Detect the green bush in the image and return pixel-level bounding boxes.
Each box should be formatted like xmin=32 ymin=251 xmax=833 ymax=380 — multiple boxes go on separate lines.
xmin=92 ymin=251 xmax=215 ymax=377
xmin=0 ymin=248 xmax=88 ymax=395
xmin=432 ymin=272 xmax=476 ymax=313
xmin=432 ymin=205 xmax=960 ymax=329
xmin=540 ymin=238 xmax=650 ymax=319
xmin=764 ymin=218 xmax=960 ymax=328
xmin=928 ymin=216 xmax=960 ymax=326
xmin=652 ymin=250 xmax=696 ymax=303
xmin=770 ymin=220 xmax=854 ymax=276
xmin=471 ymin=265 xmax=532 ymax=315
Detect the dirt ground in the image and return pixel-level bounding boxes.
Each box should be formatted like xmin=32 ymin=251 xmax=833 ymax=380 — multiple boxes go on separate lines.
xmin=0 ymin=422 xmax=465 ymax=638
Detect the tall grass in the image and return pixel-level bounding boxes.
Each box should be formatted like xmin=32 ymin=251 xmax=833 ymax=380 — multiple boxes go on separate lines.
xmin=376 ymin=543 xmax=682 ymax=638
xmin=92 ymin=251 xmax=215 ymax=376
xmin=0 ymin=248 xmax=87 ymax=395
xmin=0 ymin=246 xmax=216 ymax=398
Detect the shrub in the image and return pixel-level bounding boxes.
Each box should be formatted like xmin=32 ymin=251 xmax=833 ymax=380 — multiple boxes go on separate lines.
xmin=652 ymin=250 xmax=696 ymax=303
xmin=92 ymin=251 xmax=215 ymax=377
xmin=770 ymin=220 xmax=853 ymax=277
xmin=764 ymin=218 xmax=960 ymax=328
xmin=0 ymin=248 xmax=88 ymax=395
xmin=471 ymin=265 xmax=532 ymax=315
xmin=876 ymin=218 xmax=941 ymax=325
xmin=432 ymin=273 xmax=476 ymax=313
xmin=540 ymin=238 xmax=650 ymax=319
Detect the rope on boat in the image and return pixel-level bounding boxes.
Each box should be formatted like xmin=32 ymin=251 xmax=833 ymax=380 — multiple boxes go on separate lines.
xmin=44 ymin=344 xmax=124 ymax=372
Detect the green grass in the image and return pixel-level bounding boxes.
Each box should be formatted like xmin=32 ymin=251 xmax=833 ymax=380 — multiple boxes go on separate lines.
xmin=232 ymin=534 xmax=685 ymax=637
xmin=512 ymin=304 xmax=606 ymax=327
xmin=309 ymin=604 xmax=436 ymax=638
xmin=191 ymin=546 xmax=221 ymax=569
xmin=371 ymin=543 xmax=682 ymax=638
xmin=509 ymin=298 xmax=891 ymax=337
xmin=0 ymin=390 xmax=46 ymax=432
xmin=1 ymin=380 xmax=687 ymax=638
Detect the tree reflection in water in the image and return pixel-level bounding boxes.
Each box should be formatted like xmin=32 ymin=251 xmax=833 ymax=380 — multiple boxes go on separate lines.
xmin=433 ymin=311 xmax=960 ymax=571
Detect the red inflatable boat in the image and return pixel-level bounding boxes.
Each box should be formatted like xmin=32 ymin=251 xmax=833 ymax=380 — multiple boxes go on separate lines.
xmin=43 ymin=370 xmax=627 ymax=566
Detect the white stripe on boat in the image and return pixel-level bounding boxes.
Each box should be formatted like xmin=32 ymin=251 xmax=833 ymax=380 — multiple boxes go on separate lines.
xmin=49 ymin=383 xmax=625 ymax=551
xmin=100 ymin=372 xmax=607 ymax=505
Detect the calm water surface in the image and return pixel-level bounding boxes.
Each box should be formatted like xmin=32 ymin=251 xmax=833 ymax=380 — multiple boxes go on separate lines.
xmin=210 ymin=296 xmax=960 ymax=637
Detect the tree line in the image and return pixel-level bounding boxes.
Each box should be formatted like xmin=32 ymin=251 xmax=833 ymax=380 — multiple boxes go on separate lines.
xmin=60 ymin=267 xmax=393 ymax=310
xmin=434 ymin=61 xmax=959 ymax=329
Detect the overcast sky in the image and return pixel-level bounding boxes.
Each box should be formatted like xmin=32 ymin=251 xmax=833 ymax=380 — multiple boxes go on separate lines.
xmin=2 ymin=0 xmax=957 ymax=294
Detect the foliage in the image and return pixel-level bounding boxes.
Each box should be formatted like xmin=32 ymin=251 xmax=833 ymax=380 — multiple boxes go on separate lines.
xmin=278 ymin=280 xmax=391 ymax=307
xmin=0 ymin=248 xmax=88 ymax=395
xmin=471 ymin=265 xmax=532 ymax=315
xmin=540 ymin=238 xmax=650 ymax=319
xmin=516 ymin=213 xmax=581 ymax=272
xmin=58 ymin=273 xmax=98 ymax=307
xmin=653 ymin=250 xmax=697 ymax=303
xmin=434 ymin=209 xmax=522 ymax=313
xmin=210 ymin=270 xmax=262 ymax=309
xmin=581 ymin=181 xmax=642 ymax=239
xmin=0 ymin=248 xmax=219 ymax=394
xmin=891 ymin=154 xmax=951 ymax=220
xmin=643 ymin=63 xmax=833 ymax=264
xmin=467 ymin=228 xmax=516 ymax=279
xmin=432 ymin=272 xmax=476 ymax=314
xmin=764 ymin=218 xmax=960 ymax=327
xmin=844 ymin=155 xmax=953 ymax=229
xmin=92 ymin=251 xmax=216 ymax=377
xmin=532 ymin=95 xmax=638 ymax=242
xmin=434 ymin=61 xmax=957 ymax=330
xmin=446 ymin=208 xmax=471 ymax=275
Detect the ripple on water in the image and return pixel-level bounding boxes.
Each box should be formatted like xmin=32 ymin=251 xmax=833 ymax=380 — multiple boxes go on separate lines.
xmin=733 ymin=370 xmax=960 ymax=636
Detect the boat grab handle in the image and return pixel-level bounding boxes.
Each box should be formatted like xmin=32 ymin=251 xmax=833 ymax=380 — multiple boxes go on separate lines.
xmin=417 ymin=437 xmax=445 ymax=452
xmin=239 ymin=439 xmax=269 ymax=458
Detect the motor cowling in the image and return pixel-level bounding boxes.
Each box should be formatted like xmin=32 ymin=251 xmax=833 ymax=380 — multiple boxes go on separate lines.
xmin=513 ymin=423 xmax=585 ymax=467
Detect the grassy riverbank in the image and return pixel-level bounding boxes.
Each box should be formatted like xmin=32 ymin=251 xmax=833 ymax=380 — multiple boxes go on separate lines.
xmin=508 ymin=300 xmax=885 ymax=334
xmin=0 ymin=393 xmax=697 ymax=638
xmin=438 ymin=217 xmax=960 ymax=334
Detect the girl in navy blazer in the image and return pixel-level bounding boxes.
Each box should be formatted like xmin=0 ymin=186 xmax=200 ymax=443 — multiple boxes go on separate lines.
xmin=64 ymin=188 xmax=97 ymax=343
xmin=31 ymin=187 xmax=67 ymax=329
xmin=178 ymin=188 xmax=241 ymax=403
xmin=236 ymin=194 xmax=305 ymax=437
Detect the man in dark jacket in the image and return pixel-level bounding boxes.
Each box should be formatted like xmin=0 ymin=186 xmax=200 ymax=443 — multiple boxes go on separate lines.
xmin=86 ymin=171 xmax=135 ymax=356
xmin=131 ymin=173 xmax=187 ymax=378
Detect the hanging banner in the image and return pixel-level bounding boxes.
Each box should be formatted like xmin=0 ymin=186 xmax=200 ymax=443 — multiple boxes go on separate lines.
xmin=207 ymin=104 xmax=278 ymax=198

■ **Exercise instructions**
Look through the listing, and copy each line in which the string "green" turns up.

■ **Answer box**
Detect the green bush in the image and return pixel-level bounding boxes.
Detect the green grass in the image and return pixel-level bounding boxes.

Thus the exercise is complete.